| Exercise goal |
Your task is to set down the line containing "of the window" and every later line of the entries, word for word, including the last.

| Dataset content |
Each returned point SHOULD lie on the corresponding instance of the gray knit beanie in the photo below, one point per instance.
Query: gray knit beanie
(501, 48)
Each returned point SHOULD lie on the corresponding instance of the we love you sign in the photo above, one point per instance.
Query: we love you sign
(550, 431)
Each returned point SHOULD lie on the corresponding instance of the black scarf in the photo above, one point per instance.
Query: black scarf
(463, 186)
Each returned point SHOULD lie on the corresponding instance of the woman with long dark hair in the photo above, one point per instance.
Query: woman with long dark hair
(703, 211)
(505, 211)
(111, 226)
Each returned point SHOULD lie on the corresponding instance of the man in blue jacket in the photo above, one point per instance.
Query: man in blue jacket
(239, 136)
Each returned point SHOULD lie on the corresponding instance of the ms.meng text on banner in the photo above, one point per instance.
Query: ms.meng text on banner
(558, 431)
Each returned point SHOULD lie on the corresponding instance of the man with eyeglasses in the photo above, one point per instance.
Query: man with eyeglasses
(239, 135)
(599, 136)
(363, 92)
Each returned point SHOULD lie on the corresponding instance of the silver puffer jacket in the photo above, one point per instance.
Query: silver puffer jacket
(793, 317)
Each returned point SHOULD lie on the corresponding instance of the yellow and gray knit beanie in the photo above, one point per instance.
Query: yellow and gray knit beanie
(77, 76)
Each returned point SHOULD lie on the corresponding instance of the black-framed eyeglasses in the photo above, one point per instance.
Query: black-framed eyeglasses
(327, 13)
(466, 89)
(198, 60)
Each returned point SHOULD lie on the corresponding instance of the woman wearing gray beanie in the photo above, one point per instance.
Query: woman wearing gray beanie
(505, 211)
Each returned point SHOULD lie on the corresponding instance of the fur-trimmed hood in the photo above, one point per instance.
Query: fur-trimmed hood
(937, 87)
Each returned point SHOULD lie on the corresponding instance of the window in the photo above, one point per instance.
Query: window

| Task answer |
Each returned point SHOULD lie on the corresponding instance of the window in the photo above, one point per instance.
Query: window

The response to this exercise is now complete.